[Material from a point labeling set]

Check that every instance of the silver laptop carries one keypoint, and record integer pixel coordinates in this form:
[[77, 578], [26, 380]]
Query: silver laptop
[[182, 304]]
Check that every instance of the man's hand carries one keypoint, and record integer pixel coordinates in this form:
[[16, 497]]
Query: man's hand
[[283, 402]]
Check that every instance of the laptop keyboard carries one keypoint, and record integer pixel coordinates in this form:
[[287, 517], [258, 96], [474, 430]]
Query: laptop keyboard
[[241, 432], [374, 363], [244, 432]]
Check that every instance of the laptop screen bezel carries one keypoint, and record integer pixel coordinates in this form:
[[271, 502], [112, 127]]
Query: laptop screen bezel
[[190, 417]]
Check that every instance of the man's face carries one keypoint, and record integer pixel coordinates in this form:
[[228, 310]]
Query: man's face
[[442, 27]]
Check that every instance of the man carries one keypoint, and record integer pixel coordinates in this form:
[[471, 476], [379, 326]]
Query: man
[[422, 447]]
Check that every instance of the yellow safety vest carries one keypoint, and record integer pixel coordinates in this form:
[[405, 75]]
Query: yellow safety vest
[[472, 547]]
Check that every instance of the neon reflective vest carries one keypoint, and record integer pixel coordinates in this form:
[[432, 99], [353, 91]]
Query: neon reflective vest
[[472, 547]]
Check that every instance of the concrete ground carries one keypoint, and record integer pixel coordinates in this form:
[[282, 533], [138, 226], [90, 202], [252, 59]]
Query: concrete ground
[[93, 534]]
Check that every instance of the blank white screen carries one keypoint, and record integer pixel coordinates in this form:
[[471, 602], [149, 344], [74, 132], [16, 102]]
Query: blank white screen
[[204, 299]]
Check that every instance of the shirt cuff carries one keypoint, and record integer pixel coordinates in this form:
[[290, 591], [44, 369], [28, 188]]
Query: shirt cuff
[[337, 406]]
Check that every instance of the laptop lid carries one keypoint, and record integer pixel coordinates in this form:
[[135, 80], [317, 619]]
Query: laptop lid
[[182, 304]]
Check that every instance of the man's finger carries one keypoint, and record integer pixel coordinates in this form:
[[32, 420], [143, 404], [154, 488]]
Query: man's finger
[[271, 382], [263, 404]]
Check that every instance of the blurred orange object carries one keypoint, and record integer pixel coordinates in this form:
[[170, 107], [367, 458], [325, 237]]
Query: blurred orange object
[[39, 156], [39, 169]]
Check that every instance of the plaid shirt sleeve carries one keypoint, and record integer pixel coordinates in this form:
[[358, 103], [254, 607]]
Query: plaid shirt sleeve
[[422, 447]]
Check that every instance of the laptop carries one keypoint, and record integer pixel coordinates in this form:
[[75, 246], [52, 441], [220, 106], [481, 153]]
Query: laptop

[Exercise goal]
Repeat every line of the material above word for word, with nothing changed.

[Answer]
Check that every instance of the silver laptop carries one keypoint, and record integer pixel coordinates in this form:
[[77, 578], [26, 380]]
Query: silver laptop
[[182, 304]]
Check that every instance of the man's hand carries one keypoint, and record integer pixel coordinates in this form:
[[16, 497]]
Query: man's hand
[[283, 402]]
Check that every instance of the laptop keyboard carries one keypoint, and record integer pixel coordinates in this form:
[[287, 517], [258, 96], [474, 430]]
Query: laptop keyboard
[[241, 432], [374, 363], [244, 432]]
Check that every instance of the laptop screen bezel carries one keypoint, and record integer pixel coordinates in this form:
[[271, 502], [112, 127]]
Query: laptop screen bezel
[[190, 417]]
Check that every instance of the man's face carries one keypoint, and record integer pixel coordinates in this form:
[[228, 310]]
Query: man's face
[[442, 27]]
Check that every instance of the man carries one keypoint, and record integer pixel coordinates in this form:
[[471, 476], [379, 326]]
Query: man
[[422, 447]]
Check that every instance of the yellow safety vest carries one keypoint, and record integer pixel coordinates in this form:
[[405, 75]]
Query: yellow safety vest
[[472, 547]]
Check that every instance of the neon reflective vest carries one keypoint, and record integer pixel coordinates in this form:
[[432, 99], [353, 91]]
Query: neon reflective vest
[[472, 547]]
Check that every instance of the concrete ground carries one keypoint, and record integer pixel coordinates in this form:
[[282, 533], [138, 226], [90, 202], [252, 59]]
Query: concrete ground
[[93, 534]]
Check that every instance of the blank white screen carries one keypoint, and record integer pixel coordinates in this form:
[[471, 602], [149, 344], [74, 132], [16, 102]]
Query: blank white screen
[[204, 299]]
Check that every instance of the shirt cuff carries one keypoint, and record integer pixel coordinates in this form:
[[290, 591], [44, 369], [28, 188]]
Query: shirt cuff
[[337, 406]]
Check that every instance of the laptop lid carries one keypoint, and record integer pixel coordinates in this form:
[[135, 80], [317, 619]]
Query: laptop lid
[[182, 304]]
Check that every instance of the man's finger carries one keypoint, and record integer pixel coordinates in this form:
[[32, 420], [143, 404], [154, 488]]
Query: man's finger
[[271, 382], [263, 404]]
Check that every instance of the blurred orange object carries one keypoint, and record integer pixel coordinates in this form:
[[170, 107], [367, 458], [325, 237]]
Query: blurred orange object
[[39, 156], [39, 169]]
Check that every instance of the plaid shirt sleeve carries one keypoint, and record integer pixel coordinates in this form:
[[358, 103], [254, 607]]
Query: plaid shirt sleeve
[[422, 447]]
Check that every instance of the laptop carries one keypoint, and record integer pixel coordinates in this form:
[[75, 246], [52, 441], [220, 106], [481, 153]]
Query: laptop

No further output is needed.